What you should do:
Omitting the pictures, print every line below exactly as it stands.

◇ ◇ ◇ ◇ ◇ ◇ ◇

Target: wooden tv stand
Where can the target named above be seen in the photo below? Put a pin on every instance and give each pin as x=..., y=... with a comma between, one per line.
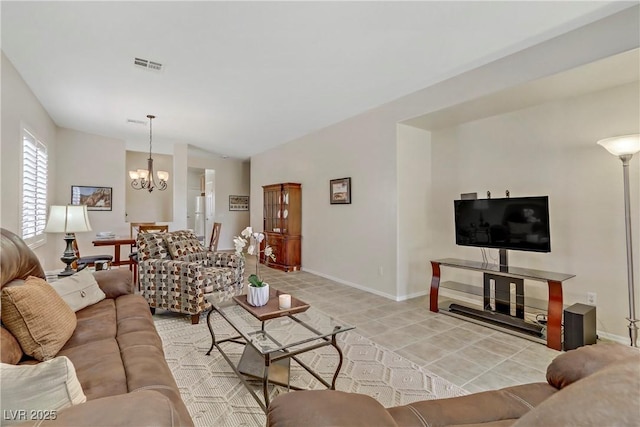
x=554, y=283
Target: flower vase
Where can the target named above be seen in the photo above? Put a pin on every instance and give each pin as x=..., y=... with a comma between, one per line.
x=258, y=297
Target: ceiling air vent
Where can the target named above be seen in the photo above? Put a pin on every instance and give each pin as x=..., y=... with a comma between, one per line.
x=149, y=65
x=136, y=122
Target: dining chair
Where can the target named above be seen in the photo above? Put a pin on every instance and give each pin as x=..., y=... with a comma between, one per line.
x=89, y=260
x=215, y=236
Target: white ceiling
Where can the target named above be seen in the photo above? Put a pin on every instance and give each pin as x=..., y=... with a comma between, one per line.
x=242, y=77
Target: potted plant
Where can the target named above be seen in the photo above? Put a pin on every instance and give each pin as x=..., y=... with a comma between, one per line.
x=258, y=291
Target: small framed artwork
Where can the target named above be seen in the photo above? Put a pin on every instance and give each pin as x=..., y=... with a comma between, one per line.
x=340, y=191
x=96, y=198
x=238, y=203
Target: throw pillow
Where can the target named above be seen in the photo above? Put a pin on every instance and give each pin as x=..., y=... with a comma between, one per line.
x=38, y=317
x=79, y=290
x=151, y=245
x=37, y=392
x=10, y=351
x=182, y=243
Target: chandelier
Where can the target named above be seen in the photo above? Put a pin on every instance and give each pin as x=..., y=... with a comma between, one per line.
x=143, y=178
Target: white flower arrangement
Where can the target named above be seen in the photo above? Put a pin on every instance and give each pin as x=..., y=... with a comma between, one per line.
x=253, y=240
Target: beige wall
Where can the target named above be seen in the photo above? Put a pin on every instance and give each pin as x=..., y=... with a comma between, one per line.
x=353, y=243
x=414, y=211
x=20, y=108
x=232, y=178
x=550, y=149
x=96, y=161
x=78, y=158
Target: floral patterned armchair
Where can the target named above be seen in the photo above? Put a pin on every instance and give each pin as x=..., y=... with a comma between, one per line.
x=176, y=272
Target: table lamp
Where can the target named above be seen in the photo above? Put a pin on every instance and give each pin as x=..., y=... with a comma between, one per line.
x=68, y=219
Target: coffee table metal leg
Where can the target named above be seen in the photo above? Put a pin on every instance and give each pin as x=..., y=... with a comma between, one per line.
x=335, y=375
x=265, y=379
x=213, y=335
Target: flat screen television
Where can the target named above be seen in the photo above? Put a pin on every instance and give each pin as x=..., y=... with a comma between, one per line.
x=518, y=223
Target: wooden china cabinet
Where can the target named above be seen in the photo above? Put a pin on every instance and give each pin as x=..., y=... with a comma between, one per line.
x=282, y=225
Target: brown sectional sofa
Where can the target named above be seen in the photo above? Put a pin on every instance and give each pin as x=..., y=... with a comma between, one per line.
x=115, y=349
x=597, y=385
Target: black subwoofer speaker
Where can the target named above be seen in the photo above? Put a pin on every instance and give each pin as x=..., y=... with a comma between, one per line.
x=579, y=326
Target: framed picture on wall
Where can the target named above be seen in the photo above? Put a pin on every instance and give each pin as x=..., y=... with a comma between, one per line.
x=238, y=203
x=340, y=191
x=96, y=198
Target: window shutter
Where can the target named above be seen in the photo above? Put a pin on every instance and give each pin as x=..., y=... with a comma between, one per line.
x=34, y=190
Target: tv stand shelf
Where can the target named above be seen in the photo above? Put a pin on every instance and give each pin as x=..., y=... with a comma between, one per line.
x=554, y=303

◇ ◇ ◇ ◇ ◇ ◇ ◇

Solution to the problem:
Target: wooden tv stand
Where can the target named above be seen in the photo below? Put a pin on every instance and give each pin as x=..., y=... with a comma between, one per line.
x=554, y=283
Target: flower vase
Where can the target named above be seen in the photo above? Put a pin on every instance and give each pin as x=..., y=... with a comma between, one per line.
x=258, y=297
Target: ceiling air vent
Where can the target named above be seen in the photo above? Put a pin on every instance and give each pin as x=..., y=... with a comma between, one per line.
x=149, y=65
x=136, y=122
Target: dining chair
Where can the target named above be seen in the photo above? Put a pin on every instance and give each pin as x=..., y=... with a comma between, one per line.
x=89, y=260
x=215, y=236
Target: white ceiling
Where can the target named above be seen in the photo above? Put a pin on every instance and give each pin as x=..., y=... with a comma between, one per line.
x=242, y=77
Target: potted plant
Where can the target named above be seen in the photo above? Put a pin on every instance and give each pin as x=..., y=... with a comma between, one per line.
x=258, y=291
Target: small framed artwork
Where can the target named above be seen in the photo above? Put a pin on every instance and give each pin as x=..., y=... with a comma between, one per line.
x=340, y=191
x=96, y=198
x=238, y=203
Target: throw pillow
Where can the target named above be seen in the photo above? Put a pin on every instance and give each pin as x=..., y=... with a comma between, one per line.
x=38, y=317
x=79, y=290
x=151, y=245
x=37, y=392
x=10, y=351
x=182, y=243
Target: chandelier
Where can the target named above be seen in the photo above? Put a pin on every instance and give each pin as x=..., y=... with a comma between, one per line.
x=143, y=178
Target: white flower arrangement
Where can the target named above be seen in the photo above? Put a pin on every instance and give each pin as x=..., y=... with a comma between, one per line.
x=253, y=240
Target: beige wall
Where can the target named above be seen in the photo above? Put a pin on every instance and give each pin as x=..., y=... with a comma between, one per line.
x=353, y=243
x=414, y=211
x=20, y=108
x=232, y=178
x=550, y=149
x=96, y=161
x=78, y=158
Target: floral patterned armchair
Where can the target named above be seen in the photo above? Put a pin on every instance and give each pin as x=..., y=... with a comma between, one per line.
x=176, y=272
Target: table lamp
Where can the target named above be seen in the photo above? Put a pin on every instance and give each pin as x=..., y=... with a comma between, one per line.
x=68, y=219
Target: coffee table metal leg
Where can the target named above be seen in the photo above? Put a pin on every instance and give each pin as x=..., y=... with a comma between, one per line.
x=335, y=375
x=265, y=379
x=213, y=335
Target: flat screen television
Where can the target named above be seen in the photo above? Put a pin on every instance and give each pin as x=..., y=... with a comma between, one per line.
x=518, y=223
Target: wooden china cabinet
Where can the target named above be seen in the photo above? Put a pin on every instance and give each pin as x=..., y=... with a comma between, one per line.
x=282, y=225
Target: brown sectional sofa
Where can the target named above be seen in the photo above? Put a pin on every instance and give each pin as x=..., y=... with a comma between, one per line.
x=115, y=349
x=597, y=385
Target: black subwoofer speaker
Where can the target named above be seen in the photo above? Put a pin on every instance and give each pin as x=..., y=... with a comma between, one per line.
x=579, y=326
Target: framed picture on wall
Where can the target named above be seen in the photo above? Put a pin on every instance and give each pin as x=..., y=... with a comma between, one per line.
x=238, y=203
x=340, y=191
x=96, y=198
Target: window shutter
Where can the target named above be seen in the photo above? Put a pin on every instance and give each pin as x=..., y=... with a comma between, one per line.
x=34, y=190
Target: tv stand shelf
Where can the target named above be seen in the photo above? Put a pin on every instance and give each pin as x=..., y=... with a comma between, one per line.
x=554, y=303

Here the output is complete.